**WHAT YOU WILL DO**
a. Transcribe the Morrow Plots text starting with "The plots were" and going on through "Landmark in 1989.".
b. Extend the Morrow Plots text, picking up from the point where it stops.

**TEXT SEGMENT**

________

The Morrow Plots are named after the first dean of the College of Agriculture (the previous title of the College of ACES), Professor George Espy Morrow. Established in 1876, the plots are the oldest experimental crop field in the Americas and the second oldest in the world - after the Rothamsted research station in England, established in 1843.
Center: The Morrow Plots and observatory, 1924, with open space to the east and west. Bottom left: Construction for the main library.
The plots were originally divided into 10 half acre plots. Some of the land formally included in the plots was used to build the observatory or tuned into green space. Now only three plots remain but they are protected as a National Historic Landmark. The Morrow Plots is one of two such landmarks on campus, achieving the status in 1968. The neighboring observatory also achieved the status of National Historic Landmark in 1989.
Research on the plots was instrumental in gaining knowledge on crop rotation, soil nutrient depletion, and the effects of synthetic and natural fertilizers. With crops being consistently grown in the same place for well over 100 years, research and records on the Morrow Plots continue to provide valuable information for a variety of topics, including soil carbon sequestration and long-term effects of fertilizers on soil bacteria. Corn, wheat, soybeans and other crops are still grown on the plots to this day.

________

**PROVIDED MATERIAL**
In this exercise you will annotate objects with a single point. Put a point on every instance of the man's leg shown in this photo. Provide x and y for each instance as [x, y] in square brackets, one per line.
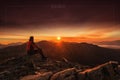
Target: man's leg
[41, 53]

________

**TASK-BY-TASK OUTPUTS**
a.
The plots were originally divided into 10 half acre plots. Some of the land formally included in the plots was used to build the observatory or tuned into green space. Now only three plots remain but they are protected as a National Historic Landmark. The Morrow Plots is one of two such landmarks on campus, achieving the status in 1968. The neighboring observatory also achieved the status of National Historic Landmark in 1989.

b.
The Morrow Plots in 2016 with one of the undergraduate library entrances visible on the left.
The plots have often been credited as the reason the university’s undergraduate library, just West of of the plots, was built underground - to avoid shading plants growing in the plots. However the library dedication proceedings cited the desire to keep an open air aesthetic as the primary reason. Nonetheless credit is still often assigned to the plots. The University a cappella group, The Other Guys, even have a song they perform at nearly every concert about the Morrow Plots being the reason for the underground library.